(Point annotations for photos)
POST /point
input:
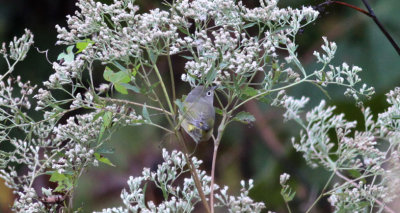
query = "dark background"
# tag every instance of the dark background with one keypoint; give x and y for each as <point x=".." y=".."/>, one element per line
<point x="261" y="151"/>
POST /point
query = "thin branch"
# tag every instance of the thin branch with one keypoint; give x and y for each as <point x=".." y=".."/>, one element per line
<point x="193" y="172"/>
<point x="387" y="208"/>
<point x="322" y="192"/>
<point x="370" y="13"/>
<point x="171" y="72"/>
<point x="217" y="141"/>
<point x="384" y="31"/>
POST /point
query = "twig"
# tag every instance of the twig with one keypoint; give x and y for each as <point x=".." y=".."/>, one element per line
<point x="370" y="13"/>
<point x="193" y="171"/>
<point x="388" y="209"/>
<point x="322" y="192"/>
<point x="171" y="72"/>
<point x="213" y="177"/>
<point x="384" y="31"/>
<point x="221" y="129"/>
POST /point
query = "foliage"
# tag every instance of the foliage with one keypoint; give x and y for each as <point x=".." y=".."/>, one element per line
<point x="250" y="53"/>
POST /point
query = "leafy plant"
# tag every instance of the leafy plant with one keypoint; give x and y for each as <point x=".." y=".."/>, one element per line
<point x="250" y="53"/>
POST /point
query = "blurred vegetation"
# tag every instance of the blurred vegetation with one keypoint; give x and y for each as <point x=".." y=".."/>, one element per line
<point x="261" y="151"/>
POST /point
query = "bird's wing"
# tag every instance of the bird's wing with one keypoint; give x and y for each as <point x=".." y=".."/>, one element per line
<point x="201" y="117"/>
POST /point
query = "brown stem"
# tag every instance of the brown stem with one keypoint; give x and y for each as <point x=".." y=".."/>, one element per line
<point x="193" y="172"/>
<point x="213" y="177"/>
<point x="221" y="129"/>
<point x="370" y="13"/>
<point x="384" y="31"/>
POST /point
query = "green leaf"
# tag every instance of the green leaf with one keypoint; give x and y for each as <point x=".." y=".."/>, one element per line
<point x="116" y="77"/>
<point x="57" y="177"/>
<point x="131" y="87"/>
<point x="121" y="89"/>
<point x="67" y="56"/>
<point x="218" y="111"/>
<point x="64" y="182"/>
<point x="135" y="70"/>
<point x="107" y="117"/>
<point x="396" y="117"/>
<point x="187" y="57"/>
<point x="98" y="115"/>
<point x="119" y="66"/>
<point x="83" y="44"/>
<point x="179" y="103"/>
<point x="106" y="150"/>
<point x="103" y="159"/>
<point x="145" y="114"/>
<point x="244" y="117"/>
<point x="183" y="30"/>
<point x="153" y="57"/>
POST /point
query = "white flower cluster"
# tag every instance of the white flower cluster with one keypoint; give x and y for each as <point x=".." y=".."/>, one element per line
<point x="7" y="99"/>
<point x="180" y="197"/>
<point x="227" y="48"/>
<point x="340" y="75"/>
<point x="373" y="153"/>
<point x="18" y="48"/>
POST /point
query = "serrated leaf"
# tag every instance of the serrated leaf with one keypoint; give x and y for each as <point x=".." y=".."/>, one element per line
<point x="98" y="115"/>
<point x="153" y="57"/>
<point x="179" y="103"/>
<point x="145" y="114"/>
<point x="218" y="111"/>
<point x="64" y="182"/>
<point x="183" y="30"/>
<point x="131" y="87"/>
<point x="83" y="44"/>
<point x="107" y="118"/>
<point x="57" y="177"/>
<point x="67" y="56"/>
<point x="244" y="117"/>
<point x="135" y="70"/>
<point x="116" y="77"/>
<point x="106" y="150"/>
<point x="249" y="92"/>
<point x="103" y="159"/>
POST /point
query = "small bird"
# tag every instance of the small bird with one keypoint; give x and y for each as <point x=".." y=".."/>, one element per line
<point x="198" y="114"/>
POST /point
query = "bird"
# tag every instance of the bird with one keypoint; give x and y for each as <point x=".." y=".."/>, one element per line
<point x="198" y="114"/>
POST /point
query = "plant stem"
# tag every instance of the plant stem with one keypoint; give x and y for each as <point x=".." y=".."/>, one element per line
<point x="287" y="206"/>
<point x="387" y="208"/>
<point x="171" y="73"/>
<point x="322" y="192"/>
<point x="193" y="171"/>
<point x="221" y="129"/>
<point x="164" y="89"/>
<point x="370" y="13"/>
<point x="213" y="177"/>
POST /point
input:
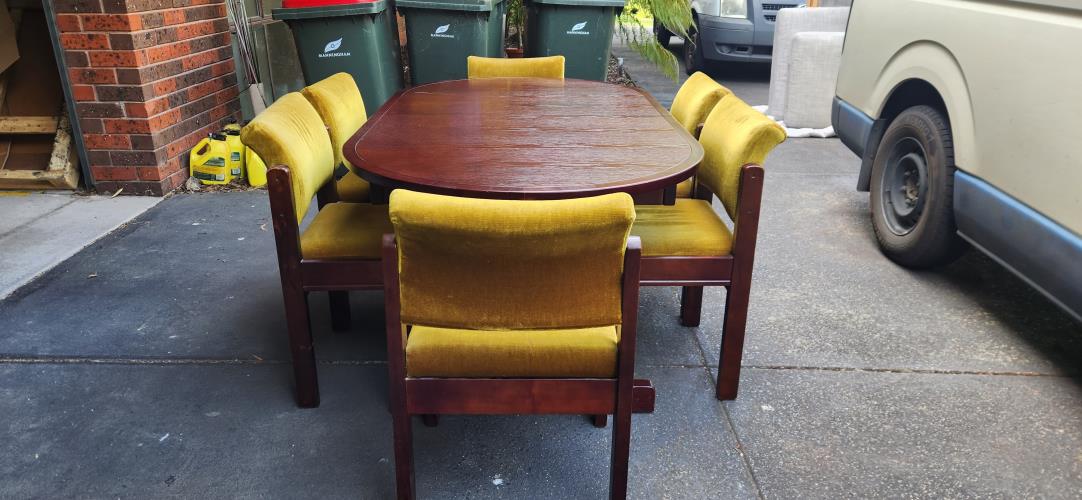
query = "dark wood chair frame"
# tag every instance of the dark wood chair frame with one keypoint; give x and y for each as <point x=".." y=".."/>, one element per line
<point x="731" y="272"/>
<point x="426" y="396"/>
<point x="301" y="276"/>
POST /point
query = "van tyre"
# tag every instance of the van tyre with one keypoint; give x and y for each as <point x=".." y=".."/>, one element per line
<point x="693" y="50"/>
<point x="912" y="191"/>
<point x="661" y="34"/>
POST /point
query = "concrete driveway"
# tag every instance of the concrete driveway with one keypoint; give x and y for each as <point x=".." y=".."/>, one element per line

→ GOAL
Your task is to retype all the entries exactly and leave out any pictures.

→ PROBLEM SOLUTION
POST /point
input:
query = "dark background"
# tag every instance of the dark background with one keypoint; give x and y for each as <point x=".." y=".."/>, one element per line
<point x="261" y="151"/>
POST /point
query = "thin branch"
# tag every instance of the thin branch with one keypoint; give x and y for each as <point x=".." y=".."/>, one element per line
<point x="193" y="172"/>
<point x="387" y="208"/>
<point x="322" y="192"/>
<point x="370" y="13"/>
<point x="171" y="72"/>
<point x="217" y="141"/>
<point x="384" y="31"/>
POST /point
query = "twig"
# tag every instance of the twig with one keypoint; give x and y for each as <point x=".." y=".."/>, one element per line
<point x="370" y="13"/>
<point x="193" y="171"/>
<point x="388" y="209"/>
<point x="322" y="192"/>
<point x="171" y="72"/>
<point x="213" y="177"/>
<point x="384" y="31"/>
<point x="221" y="129"/>
POST /point
query = "foliage"
# tag every instance of the foliage with one keypoint; give x and y for each as <point x=".." y=".."/>, one element per line
<point x="250" y="53"/>
POST /point
query = "leafy plant"
# tag every instance of the leafy plant with one keypoint; give x and y for each as <point x=".." y=".."/>, one element per line
<point x="250" y="53"/>
POST /point
query = "blurred vegetation"
# tag every instance of the blurred vegetation with one keypoint; give x and y for each as <point x=".." y=".."/>, one element per line
<point x="261" y="151"/>
POST /point
query = "bird's wing"
# tag every instance of the bird's wing with one keypoint; give x and y for each as <point x=".." y=".."/>, one element per line
<point x="201" y="117"/>
POST /point
query = "brown stem"
# tag every instance of the brown stem with one keypoint; give x and y for each as <point x=".." y=".."/>, one element per line
<point x="193" y="172"/>
<point x="213" y="177"/>
<point x="221" y="129"/>
<point x="370" y="13"/>
<point x="384" y="31"/>
POST /point
query = "green leaf"
# tag every instance of the green leaf with one keypoint; give x and y for each as <point x=".." y=".."/>, one element per line
<point x="116" y="77"/>
<point x="57" y="177"/>
<point x="131" y="87"/>
<point x="121" y="89"/>
<point x="67" y="56"/>
<point x="218" y="111"/>
<point x="64" y="182"/>
<point x="135" y="70"/>
<point x="107" y="117"/>
<point x="396" y="117"/>
<point x="187" y="57"/>
<point x="98" y="115"/>
<point x="119" y="66"/>
<point x="83" y="44"/>
<point x="179" y="103"/>
<point x="106" y="150"/>
<point x="103" y="159"/>
<point x="145" y="114"/>
<point x="244" y="117"/>
<point x="183" y="30"/>
<point x="153" y="57"/>
POST /point
query = "white flower cluster"
# tag every instance of the white flower cluster with one keypoint; give x and y for each as <point x=".." y=".."/>, one element per line
<point x="7" y="99"/>
<point x="180" y="197"/>
<point x="227" y="48"/>
<point x="340" y="75"/>
<point x="373" y="153"/>
<point x="18" y="48"/>
POST /point
query = "serrated leaf"
# tag every instance of the serrated leaf with one keypoint; give x and y for each as <point x=".." y=".."/>, one element per line
<point x="98" y="115"/>
<point x="153" y="57"/>
<point x="179" y="103"/>
<point x="145" y="114"/>
<point x="218" y="111"/>
<point x="64" y="182"/>
<point x="183" y="30"/>
<point x="131" y="87"/>
<point x="83" y="44"/>
<point x="107" y="118"/>
<point x="57" y="177"/>
<point x="67" y="56"/>
<point x="244" y="117"/>
<point x="135" y="70"/>
<point x="116" y="77"/>
<point x="106" y="150"/>
<point x="249" y="92"/>
<point x="103" y="159"/>
POST /point
query = "small bird"
# tag every instance of the small bird with one keypoint; give x and y for each as <point x=".." y=".."/>, one element per line
<point x="198" y="114"/>
POST /point
query = "bird"
# tag every instance of the bird with one keypoint; give x and y for each as <point x=".." y=".."/>, one element per line
<point x="198" y="114"/>
POST /point
query = "plant stem"
# tag every instance of the plant stem with one keypoint; give x and y for each as <point x=".." y=".."/>, one element per line
<point x="287" y="206"/>
<point x="387" y="208"/>
<point x="171" y="73"/>
<point x="322" y="192"/>
<point x="193" y="171"/>
<point x="221" y="129"/>
<point x="164" y="89"/>
<point x="370" y="13"/>
<point x="213" y="177"/>
POST /point
input:
query = "dark wood chair frame"
# tag every instance of the dark wood chair frame with one keypoint; give x and y for each as <point x=".." y=".."/>, one element per line
<point x="731" y="272"/>
<point x="426" y="396"/>
<point x="301" y="276"/>
POST /point
query = "van tyre"
# tag every instance of the van tyre with one keypoint; give x and y for each as <point x=".." y=".."/>, one element per line
<point x="693" y="50"/>
<point x="912" y="191"/>
<point x="661" y="34"/>
POST /point
query = "concrete driveway"
# tag every instance of the concrete driveway with one keypoint; give x and y for each as <point x=".." y=".."/>, one element per line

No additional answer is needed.